↓

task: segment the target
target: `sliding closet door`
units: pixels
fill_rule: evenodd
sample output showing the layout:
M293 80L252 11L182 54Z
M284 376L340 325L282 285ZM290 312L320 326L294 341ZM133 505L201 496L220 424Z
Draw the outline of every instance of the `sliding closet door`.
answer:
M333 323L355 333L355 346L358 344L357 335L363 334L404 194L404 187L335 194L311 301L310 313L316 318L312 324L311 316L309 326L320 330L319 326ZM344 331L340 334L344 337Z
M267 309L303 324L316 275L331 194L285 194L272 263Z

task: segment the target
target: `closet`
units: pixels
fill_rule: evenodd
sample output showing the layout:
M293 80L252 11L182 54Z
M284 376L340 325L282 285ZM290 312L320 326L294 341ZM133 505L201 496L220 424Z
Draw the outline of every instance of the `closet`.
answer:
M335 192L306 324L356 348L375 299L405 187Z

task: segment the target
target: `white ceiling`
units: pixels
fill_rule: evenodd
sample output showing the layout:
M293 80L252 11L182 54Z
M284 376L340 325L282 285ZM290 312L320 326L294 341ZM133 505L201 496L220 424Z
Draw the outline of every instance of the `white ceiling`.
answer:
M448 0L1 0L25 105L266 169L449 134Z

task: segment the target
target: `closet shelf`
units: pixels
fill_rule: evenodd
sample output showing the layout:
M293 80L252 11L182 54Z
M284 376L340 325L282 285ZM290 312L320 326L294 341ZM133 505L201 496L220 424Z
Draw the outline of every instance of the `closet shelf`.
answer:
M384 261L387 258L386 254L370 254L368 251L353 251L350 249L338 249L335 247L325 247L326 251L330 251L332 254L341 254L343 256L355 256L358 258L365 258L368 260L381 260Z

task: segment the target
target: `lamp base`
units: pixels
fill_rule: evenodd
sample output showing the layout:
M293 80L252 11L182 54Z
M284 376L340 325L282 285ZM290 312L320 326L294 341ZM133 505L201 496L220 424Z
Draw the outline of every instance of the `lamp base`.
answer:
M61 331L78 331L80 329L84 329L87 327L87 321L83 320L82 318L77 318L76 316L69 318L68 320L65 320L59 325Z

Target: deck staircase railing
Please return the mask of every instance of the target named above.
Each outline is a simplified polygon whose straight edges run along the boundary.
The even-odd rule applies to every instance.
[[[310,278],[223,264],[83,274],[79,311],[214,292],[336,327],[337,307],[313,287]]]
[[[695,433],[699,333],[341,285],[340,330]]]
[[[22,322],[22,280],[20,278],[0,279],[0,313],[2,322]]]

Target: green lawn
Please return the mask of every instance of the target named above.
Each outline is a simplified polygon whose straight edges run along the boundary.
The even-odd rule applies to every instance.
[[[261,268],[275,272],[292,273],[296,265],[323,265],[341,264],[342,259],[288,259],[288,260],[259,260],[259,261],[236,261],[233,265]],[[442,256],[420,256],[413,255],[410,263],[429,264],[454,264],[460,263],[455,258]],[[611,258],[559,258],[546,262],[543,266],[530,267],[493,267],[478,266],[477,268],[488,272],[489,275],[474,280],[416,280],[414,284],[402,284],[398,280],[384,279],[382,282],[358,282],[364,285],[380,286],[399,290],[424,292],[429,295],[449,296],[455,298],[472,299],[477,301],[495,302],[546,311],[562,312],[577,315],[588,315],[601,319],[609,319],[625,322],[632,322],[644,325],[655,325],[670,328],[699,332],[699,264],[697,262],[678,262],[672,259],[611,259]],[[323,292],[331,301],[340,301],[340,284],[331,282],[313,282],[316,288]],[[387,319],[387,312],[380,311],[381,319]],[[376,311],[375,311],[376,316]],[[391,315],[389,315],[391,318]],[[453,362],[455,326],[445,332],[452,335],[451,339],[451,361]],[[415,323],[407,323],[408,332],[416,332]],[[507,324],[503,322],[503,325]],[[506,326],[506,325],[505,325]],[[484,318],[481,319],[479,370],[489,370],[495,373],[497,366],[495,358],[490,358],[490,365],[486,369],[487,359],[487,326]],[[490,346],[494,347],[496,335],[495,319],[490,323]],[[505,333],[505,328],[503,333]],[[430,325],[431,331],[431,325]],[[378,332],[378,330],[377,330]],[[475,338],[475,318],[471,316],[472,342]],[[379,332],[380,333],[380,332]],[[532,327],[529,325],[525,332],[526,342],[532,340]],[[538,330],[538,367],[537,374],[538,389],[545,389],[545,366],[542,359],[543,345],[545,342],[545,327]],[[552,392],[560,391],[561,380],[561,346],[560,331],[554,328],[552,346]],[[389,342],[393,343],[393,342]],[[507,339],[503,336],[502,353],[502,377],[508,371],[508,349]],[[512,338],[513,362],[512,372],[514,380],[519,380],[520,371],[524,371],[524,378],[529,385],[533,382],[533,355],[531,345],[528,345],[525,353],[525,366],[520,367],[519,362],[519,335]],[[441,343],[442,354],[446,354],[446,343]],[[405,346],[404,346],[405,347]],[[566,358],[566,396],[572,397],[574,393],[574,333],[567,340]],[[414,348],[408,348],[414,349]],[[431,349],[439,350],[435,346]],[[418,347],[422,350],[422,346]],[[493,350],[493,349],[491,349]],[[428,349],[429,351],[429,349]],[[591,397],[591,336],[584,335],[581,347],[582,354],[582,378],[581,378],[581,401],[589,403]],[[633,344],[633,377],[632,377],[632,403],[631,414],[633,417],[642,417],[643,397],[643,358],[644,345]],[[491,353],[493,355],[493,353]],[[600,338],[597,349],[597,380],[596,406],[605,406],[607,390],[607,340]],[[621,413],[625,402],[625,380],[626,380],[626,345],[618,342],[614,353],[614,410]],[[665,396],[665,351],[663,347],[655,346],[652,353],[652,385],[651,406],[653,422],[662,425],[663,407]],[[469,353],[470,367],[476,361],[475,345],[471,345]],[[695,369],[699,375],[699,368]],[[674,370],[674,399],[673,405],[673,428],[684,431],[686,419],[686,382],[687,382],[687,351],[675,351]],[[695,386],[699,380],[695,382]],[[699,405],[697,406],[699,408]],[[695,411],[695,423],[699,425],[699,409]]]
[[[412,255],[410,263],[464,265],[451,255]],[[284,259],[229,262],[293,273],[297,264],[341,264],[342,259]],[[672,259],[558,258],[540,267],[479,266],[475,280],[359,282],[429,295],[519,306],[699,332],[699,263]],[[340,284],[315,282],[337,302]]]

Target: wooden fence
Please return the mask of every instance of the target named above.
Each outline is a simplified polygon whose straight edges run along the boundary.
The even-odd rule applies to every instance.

↑

» Task goal: Once more, set down the full listing, verbatim.

» Reply:
task: segment the target
target: `sliding closet door`
units: pixels
fill_rule: evenodd
sample output showing the layout:
M293 80L252 11L182 54Z
M284 376L340 325L282 285ZM290 312L320 326L294 341ZM133 505L201 496L220 424Z
Draw the outline of every instance of the `sliding closet door`.
answer:
M333 323L355 333L355 346L358 344L357 335L363 334L404 194L404 187L335 194L311 301L310 313L316 318L312 324L311 316L309 326L320 330L319 326ZM344 331L340 334L344 337Z
M267 309L303 324L316 275L331 194L285 194L272 263Z

task: segment the target
target: `closet`
units: pixels
fill_rule: evenodd
sample output showing the layout:
M293 80L252 11L182 54Z
M284 376L340 325L282 285ZM290 312L320 326L294 341ZM133 505L201 496L220 424Z
Draw the outline of every instance of the `closet`.
answer:
M335 192L306 324L356 348L375 299L405 187Z

task: segment the target
target: `white ceiling`
units: pixels
fill_rule: evenodd
sample output showing the layout:
M293 80L252 11L182 54Z
M284 376L340 325L282 285ZM290 312L320 326L294 341ZM133 505L201 496L220 424Z
Draw the outline of every instance of the `white ceiling`.
answer:
M448 0L1 0L25 105L266 169L449 134Z

task: segment the target
target: `closet shelf`
units: pixels
fill_rule: evenodd
sample output showing the layout:
M293 80L252 11L182 54Z
M284 376L340 325L282 285ZM290 312L320 326L294 341ZM133 505L201 496L220 424Z
Draw the outline of every instance of the `closet shelf`.
answer:
M384 261L387 258L386 254L370 254L368 251L353 251L350 249L338 249L335 247L325 247L326 251L330 251L332 254L341 254L343 256L355 256L358 258L365 258L368 260L381 260Z

task: segment the target
target: `lamp base`
units: pixels
fill_rule: evenodd
sample output showing the layout:
M293 80L252 11L182 54Z
M284 376L340 325L282 285ZM290 312L320 326L294 341ZM133 505L201 496L220 424Z
Draw the outline of every instance of the `lamp base`.
answer:
M61 331L78 331L80 329L84 329L87 327L87 321L83 320L82 318L77 318L76 316L69 318L68 320L65 320L59 325Z

Target: deck staircase railing
Please return the mask of every instance of the target named above.
Each outline is a simplified polygon whose straight edges run along the boundary.
The even-odd rule applies to every instance.
[[[310,278],[223,264],[83,274],[79,311],[214,292],[336,327],[337,307],[313,287]]]
[[[695,433],[699,333],[341,285],[340,330]]]
[[[22,322],[22,280],[20,278],[0,279],[0,313],[2,322]]]

Target: green lawn
Please return the mask of every instance of the target named above.
Each outline is a simplified polygon whose straight edges run along the boundary.
The even-odd rule applies to every instance.
[[[261,268],[275,272],[292,273],[296,265],[323,265],[341,264],[342,259],[288,259],[288,260],[259,260],[259,261],[236,261],[233,265]],[[442,256],[420,256],[413,255],[410,263],[429,264],[454,264],[460,263],[455,258]],[[611,258],[559,258],[546,262],[543,266],[530,267],[493,267],[478,266],[477,268],[488,272],[489,275],[474,280],[416,280],[414,284],[402,284],[398,280],[384,279],[382,282],[358,282],[364,285],[380,286],[399,290],[424,292],[429,295],[449,296],[455,298],[472,299],[477,301],[495,302],[546,311],[562,312],[577,315],[588,315],[601,319],[609,319],[625,322],[632,322],[644,325],[655,325],[670,328],[699,332],[699,264],[697,262],[678,262],[672,259],[611,259]],[[323,292],[331,301],[340,301],[340,284],[331,282],[313,282],[316,288]],[[387,319],[387,312],[380,311],[381,319]],[[376,311],[375,311],[376,316]],[[391,315],[389,315],[391,318]],[[453,362],[455,326],[445,332],[452,335],[451,339],[451,361]],[[415,323],[407,323],[408,332],[416,332]],[[507,324],[503,322],[503,325]],[[506,326],[506,325],[505,325]],[[484,318],[481,319],[479,370],[489,370],[495,373],[497,366],[495,358],[490,358],[490,365],[486,369],[487,359],[487,326]],[[490,346],[494,347],[496,335],[495,319],[490,323]],[[505,333],[505,328],[503,333]],[[430,325],[431,331],[431,325]],[[378,332],[378,330],[377,330]],[[475,338],[475,318],[471,316],[472,342]],[[379,332],[380,333],[380,332]],[[532,327],[529,325],[525,332],[526,342],[532,340]],[[538,330],[538,367],[537,374],[538,389],[545,389],[545,366],[542,359],[543,345],[545,342],[545,327]],[[552,392],[560,391],[561,380],[561,346],[560,331],[554,328],[552,346]],[[389,342],[393,343],[393,342]],[[507,339],[503,336],[502,353],[502,377],[508,371],[508,349]],[[512,338],[513,362],[512,372],[514,380],[519,380],[520,371],[524,371],[524,378],[529,385],[533,382],[533,355],[531,345],[528,345],[525,353],[525,366],[520,367],[519,362],[519,335]],[[441,343],[442,354],[446,354],[446,343]],[[405,346],[404,346],[405,347]],[[566,358],[566,396],[572,397],[574,393],[574,333],[567,340]],[[414,348],[408,348],[414,349]],[[431,349],[439,350],[435,346]],[[418,347],[422,350],[422,346]],[[493,350],[493,349],[491,349]],[[428,349],[429,351],[429,349]],[[591,397],[591,336],[584,335],[581,347],[582,354],[582,378],[581,378],[581,401],[589,403]],[[633,344],[633,377],[632,377],[632,403],[631,414],[633,417],[642,417],[643,397],[643,358],[644,345]],[[491,353],[493,355],[493,353]],[[600,338],[597,349],[597,380],[596,406],[605,406],[607,390],[607,340]],[[621,413],[625,402],[625,380],[626,380],[626,345],[618,342],[614,353],[614,410]],[[665,396],[665,351],[663,347],[655,346],[652,353],[652,385],[651,406],[653,422],[662,425],[663,407]],[[469,353],[470,367],[476,361],[475,345],[471,345]],[[695,369],[699,375],[699,368]],[[674,370],[674,399],[673,405],[673,428],[684,431],[686,419],[686,382],[687,382],[687,351],[675,351]],[[695,386],[699,380],[695,382]],[[699,405],[697,406],[699,408]],[[695,411],[695,423],[699,425],[699,409]]]
[[[412,255],[410,263],[464,265],[451,255]],[[284,259],[229,262],[293,273],[297,264],[341,264],[342,259]],[[672,259],[558,258],[540,267],[479,266],[475,280],[359,282],[429,295],[519,306],[699,332],[699,263]],[[340,284],[315,282],[337,302]]]

Target: wooden fence
Please return the mask of every instance of the target named above.
Each outline is a simplified polygon whose straight edges run along the boundary.
The even-odd rule applies to every instance.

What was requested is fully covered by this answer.